Goal:
Copy the listing below line for line, changing nothing.

Provided material:
━━━━━━━━

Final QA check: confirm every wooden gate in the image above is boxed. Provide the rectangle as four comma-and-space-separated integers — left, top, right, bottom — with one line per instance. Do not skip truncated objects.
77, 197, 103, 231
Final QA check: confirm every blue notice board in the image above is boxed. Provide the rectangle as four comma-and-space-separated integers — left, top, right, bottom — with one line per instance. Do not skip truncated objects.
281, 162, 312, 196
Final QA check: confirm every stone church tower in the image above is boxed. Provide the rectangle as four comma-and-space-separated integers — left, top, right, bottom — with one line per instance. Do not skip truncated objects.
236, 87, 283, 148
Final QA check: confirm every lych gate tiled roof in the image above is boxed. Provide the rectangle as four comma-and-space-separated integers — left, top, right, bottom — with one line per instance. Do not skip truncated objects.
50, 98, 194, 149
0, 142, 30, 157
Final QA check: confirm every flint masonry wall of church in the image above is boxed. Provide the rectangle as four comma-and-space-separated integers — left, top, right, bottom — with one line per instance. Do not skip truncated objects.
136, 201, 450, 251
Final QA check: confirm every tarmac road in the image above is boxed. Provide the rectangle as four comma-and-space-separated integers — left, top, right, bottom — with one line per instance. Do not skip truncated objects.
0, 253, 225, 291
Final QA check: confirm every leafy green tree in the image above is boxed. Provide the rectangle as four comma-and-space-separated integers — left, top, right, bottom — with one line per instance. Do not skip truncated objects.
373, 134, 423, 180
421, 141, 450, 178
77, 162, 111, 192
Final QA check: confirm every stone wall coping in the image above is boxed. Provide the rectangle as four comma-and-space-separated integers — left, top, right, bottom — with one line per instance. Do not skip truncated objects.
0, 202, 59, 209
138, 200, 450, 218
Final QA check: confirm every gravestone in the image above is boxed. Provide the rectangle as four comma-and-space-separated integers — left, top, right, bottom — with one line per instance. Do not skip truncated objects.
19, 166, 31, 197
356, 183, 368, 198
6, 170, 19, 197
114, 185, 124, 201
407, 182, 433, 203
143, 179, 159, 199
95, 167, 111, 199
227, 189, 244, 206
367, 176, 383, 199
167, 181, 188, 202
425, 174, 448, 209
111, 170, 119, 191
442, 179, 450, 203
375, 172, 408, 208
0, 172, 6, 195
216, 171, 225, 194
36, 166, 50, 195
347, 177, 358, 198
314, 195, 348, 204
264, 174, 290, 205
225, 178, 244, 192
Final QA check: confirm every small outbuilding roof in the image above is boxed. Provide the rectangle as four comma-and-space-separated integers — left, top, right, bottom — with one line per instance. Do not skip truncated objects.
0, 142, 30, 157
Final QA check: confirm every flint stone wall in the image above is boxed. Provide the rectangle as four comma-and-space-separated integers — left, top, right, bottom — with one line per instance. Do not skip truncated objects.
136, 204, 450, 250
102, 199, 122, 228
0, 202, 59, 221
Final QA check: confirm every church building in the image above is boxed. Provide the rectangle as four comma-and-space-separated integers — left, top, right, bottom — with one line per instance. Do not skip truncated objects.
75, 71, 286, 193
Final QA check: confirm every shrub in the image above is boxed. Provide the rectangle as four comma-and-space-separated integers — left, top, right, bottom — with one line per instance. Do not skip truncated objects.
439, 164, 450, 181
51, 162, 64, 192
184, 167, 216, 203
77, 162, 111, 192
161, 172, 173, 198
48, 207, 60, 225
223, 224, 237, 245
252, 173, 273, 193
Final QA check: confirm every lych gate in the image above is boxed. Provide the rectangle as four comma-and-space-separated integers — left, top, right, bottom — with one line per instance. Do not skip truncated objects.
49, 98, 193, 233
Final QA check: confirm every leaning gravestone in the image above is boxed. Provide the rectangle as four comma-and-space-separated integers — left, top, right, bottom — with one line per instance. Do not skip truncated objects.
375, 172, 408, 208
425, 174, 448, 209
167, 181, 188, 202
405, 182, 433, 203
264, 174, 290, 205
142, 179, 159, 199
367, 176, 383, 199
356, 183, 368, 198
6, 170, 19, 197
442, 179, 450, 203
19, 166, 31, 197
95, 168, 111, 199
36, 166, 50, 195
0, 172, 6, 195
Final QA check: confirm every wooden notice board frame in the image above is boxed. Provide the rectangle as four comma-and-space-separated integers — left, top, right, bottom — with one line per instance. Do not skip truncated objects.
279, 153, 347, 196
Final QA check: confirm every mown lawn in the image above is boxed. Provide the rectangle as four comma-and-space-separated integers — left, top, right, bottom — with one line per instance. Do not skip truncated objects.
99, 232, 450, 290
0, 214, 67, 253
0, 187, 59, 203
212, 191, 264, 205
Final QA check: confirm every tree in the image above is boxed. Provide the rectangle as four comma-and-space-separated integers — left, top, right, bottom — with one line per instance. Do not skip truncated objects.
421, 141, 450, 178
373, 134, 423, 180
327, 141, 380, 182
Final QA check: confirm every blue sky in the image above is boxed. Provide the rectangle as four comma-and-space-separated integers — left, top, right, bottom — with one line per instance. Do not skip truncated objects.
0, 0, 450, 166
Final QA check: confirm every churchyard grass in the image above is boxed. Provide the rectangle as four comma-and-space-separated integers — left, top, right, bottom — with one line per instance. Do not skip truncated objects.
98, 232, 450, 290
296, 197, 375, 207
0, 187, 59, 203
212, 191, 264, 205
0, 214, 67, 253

━━━━━━━━

Answer below:
Final QA check: confirm every wooden gate in the image above is boxed. Provide the rectangle as four comma-and-space-separated integers — left, top, right, bottom — with one line per instance. Do not skip truncated objects.
77, 197, 103, 231
Final QA check: confirm every blue notice board in the image above is boxed. Provide the rectangle as four comma-and-space-separated integers — left, top, right, bottom — with one line per instance. Do not skip truncated objects.
281, 162, 312, 196
Final QA check: confirm every stone church tower in the image above is boxed. Provide the rectangle as four comma-and-space-separated integers — left, top, right, bottom — with one line per instance. Do not skip truncated objects.
236, 87, 283, 148
Final QA check: confirm every lych gate tiled roof in the image above is boxed. Provide the rectangle as four comma-and-space-separated integers — left, top, right, bottom — with one line per instance. Do not skip truncated objects.
50, 98, 194, 149
0, 142, 30, 157
Final QA check: confirm every flint masonry wall of church in the image above is boxed. Provide the rectangle as four comma-and-space-separated integers — left, top, right, bottom — with one line per instance. Do not skip truncated objects.
136, 201, 450, 251
Final QA check: confirm every tarmac road in the image above is boxed. Provide the rectangle as four comma-and-space-separated integers — left, top, right, bottom — with one line per instance. Do not skip truncated objects.
0, 253, 225, 291
Final QA check: confirm every leafy green tree in the image above is boxed. Provide the rectangle as four comma-and-space-separated integers — left, top, right, bottom — with one line per instance. Do not skip truncated objects.
373, 134, 423, 180
421, 141, 450, 178
77, 162, 111, 192
Final QA check: confirm every stone wall coping in the image above is boxed. Provide the rectangle as four comma-and-space-separated integers — left, top, right, bottom — with one line per instance. Do not skip truncated objects.
0, 202, 59, 209
138, 200, 450, 218
Final QA check: confirm every gravestone in the image above is boxed. Provide the rectangle as four comma-and-space-separated integers — left, top, right, bottom — with one line per instance. Do not skip truncated objects.
19, 166, 31, 197
356, 183, 368, 198
6, 170, 19, 197
114, 185, 124, 201
407, 182, 433, 203
143, 179, 159, 199
95, 167, 111, 199
227, 189, 244, 206
367, 176, 383, 199
167, 181, 188, 202
425, 174, 448, 209
111, 170, 119, 191
442, 179, 450, 203
375, 172, 408, 208
0, 172, 6, 195
216, 171, 225, 194
36, 166, 50, 195
347, 177, 358, 198
314, 195, 348, 204
264, 174, 290, 205
225, 178, 244, 192
Final QA check: confirm every small outbuilding roof in the image above is boxed. Provide the rectangle as four comma-and-space-separated integers — left, top, right, bottom — with one line per instance. Do not skip truncated objects.
0, 142, 30, 157
Final QA check: confirm every flint stone wall in the image above is boxed. Provide the rectangle as four comma-and-space-separated integers — left, top, right, bottom — with one line per instance. Do not skip truncated objects.
136, 204, 450, 250
102, 199, 122, 228
0, 202, 59, 221
Final QA check: confirm every church building in the image above is boxed. Provide the rectangle as four comma-and-space-separated integers — left, top, right, bottom — with one line per instance. Do not skip truncated objects.
75, 71, 286, 193
Final QA check: confirm every shrub in the image above is boxed. Provide the rectangle as four comma-and-space-separated integers — left, top, right, bottom — with one line per instance. Do not skip truncated objects.
439, 164, 450, 181
51, 162, 64, 192
184, 167, 216, 203
77, 162, 111, 192
161, 172, 173, 198
48, 207, 60, 225
223, 224, 237, 245
252, 173, 273, 193
Final QA check: confirm every lych gate in the image above is boxed. Provide the rectangle as four comma-and-space-separated integers — left, top, right, bottom — with one line per instance. Do not skip truncated objects.
49, 98, 193, 233
Final QA check: confirm every leaning gravestone in the image above is boxed. Provide the rectangle as four comma-and-space-separated integers — left, top, right, bottom — with one line per instance. Do not skip truncated objects.
375, 172, 408, 208
425, 174, 448, 209
167, 181, 188, 202
405, 182, 433, 203
264, 174, 290, 205
142, 179, 159, 199
367, 176, 383, 199
356, 183, 368, 198
6, 170, 19, 197
442, 179, 450, 203
19, 166, 31, 197
95, 168, 111, 199
36, 166, 50, 195
0, 172, 6, 195
Final QA check: confirm every wooden notice board frame in the image above is boxed. Provide the rectangle as four comma-and-space-separated integers — left, top, right, bottom — with one line per instance. Do not skip truncated objects.
279, 153, 347, 196
Final QA check: confirm every mown lawn in the image above is boxed. Provide the rectangle as four comma-and-space-separated integers — left, top, right, bottom — with one line per instance. Do not skip truncated objects.
99, 232, 450, 290
0, 214, 67, 253
0, 187, 59, 203
212, 191, 264, 205
Final QA check: confirm every tree in the image above is boxed. Provide the rectangle as four comma-and-space-separated integers — left, top, right, bottom — with one line per instance. Do not skip truncated objects.
421, 141, 450, 178
373, 134, 423, 180
327, 141, 380, 182
Final QA check: confirm every blue sky in the image above is boxed. Provide the rectangle as four comma-and-space-separated integers — left, top, right, bottom — with one line per instance. Do not skip truncated objects.
0, 0, 450, 166
Final QA check: confirm every churchyard grass in the image above is boxed. Provide the rectangle as four comma-and-space-separated integers — left, top, right, bottom — with one line per instance. Do not skip truncated objects.
98, 232, 450, 290
296, 197, 375, 207
0, 187, 59, 203
212, 191, 264, 205
0, 214, 67, 253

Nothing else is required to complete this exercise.